(Collected data entries)

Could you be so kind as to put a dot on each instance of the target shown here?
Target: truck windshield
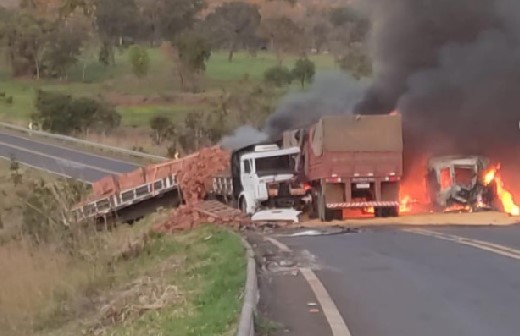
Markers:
(274, 165)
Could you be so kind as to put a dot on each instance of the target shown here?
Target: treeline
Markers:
(44, 38)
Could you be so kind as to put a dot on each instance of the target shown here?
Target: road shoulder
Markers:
(287, 304)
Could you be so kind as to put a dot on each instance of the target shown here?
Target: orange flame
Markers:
(505, 196)
(405, 204)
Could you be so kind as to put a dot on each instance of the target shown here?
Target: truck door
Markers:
(248, 180)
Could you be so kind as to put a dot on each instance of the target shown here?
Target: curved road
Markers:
(442, 281)
(59, 159)
(388, 282)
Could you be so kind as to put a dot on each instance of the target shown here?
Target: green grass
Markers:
(243, 64)
(212, 278)
(140, 115)
(161, 80)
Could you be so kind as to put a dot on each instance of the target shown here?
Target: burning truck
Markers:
(467, 184)
(457, 183)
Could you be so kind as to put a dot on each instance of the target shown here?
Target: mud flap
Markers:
(277, 215)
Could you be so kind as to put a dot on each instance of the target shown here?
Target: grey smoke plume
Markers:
(242, 137)
(331, 93)
(452, 68)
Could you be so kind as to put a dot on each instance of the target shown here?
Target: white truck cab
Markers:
(265, 165)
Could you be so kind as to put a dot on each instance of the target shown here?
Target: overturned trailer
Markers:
(457, 183)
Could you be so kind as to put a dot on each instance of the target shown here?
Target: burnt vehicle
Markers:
(456, 183)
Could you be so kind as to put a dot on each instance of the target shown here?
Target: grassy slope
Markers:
(47, 292)
(161, 80)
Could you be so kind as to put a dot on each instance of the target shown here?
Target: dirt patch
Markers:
(148, 293)
(466, 219)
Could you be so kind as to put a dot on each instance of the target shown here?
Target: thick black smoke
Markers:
(331, 93)
(452, 68)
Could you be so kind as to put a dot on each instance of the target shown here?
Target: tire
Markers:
(243, 205)
(379, 212)
(394, 212)
(324, 214)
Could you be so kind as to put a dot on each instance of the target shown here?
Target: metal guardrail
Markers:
(246, 324)
(81, 142)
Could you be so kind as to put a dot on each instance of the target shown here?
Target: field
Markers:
(140, 99)
(125, 282)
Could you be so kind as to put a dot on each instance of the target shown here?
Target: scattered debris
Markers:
(277, 215)
(193, 178)
(152, 292)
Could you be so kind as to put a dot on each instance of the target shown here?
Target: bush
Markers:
(140, 61)
(278, 75)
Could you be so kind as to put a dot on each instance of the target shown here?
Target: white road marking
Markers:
(69, 149)
(57, 158)
(480, 244)
(331, 312)
(46, 170)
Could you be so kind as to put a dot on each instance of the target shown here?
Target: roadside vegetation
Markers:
(59, 278)
(105, 71)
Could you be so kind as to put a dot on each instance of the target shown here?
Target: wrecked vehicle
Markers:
(456, 183)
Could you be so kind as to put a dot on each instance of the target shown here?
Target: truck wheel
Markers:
(379, 212)
(324, 214)
(243, 205)
(393, 212)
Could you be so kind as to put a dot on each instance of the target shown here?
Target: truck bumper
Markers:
(363, 204)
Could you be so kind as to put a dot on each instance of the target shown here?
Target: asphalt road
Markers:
(390, 282)
(59, 159)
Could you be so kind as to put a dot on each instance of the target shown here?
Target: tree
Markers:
(304, 71)
(115, 20)
(284, 35)
(25, 38)
(317, 28)
(278, 75)
(349, 27)
(162, 128)
(140, 61)
(54, 113)
(193, 51)
(64, 46)
(167, 19)
(356, 62)
(234, 24)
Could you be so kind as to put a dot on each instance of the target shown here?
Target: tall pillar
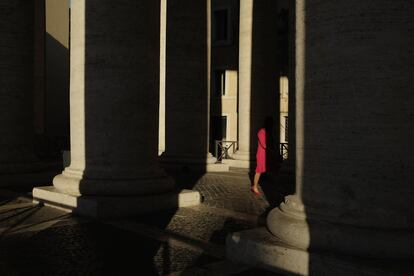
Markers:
(188, 50)
(258, 74)
(354, 153)
(163, 34)
(16, 88)
(114, 100)
(354, 118)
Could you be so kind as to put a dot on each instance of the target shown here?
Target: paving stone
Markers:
(52, 242)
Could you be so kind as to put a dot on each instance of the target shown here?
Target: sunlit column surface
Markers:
(163, 34)
(354, 130)
(16, 87)
(114, 99)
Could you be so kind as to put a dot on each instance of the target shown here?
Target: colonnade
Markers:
(353, 111)
(353, 146)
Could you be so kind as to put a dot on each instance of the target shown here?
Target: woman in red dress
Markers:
(265, 131)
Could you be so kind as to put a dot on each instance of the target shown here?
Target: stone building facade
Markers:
(351, 104)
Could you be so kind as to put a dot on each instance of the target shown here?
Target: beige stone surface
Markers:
(114, 100)
(354, 152)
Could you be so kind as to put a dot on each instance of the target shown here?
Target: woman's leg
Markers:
(255, 187)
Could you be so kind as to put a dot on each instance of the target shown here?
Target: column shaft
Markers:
(187, 83)
(114, 97)
(258, 74)
(354, 152)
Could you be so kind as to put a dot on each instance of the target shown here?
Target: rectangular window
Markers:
(221, 22)
(219, 83)
(221, 27)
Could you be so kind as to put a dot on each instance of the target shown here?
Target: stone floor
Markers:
(40, 240)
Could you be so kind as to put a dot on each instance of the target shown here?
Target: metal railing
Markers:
(222, 149)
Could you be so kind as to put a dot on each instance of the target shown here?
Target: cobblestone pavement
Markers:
(40, 240)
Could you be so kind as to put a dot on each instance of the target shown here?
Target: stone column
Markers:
(163, 34)
(352, 211)
(354, 131)
(187, 86)
(114, 96)
(16, 88)
(258, 75)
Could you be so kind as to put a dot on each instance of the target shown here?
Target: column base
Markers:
(259, 248)
(191, 163)
(114, 206)
(305, 228)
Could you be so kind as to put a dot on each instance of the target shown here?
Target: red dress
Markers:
(261, 151)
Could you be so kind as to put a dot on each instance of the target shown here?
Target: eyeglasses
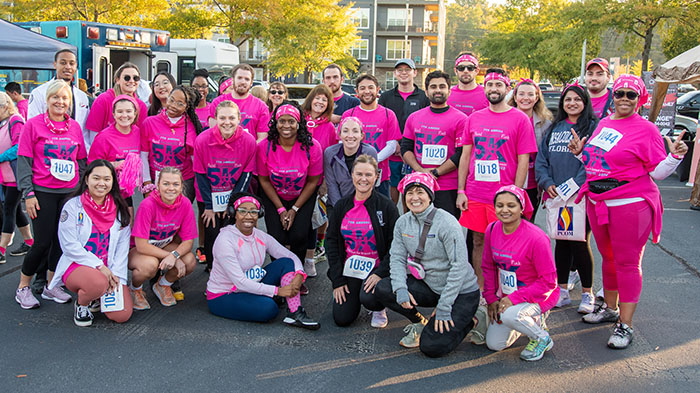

» **Directions for this task**
From the entries above, pull out every line that contains the word "truck". Copy each one as it appears.

» **Final answer**
Target: truck windshield
Target: truck door
Target: burning truck
Target: white truck cab
Target: truck wheel
Target: truck bumper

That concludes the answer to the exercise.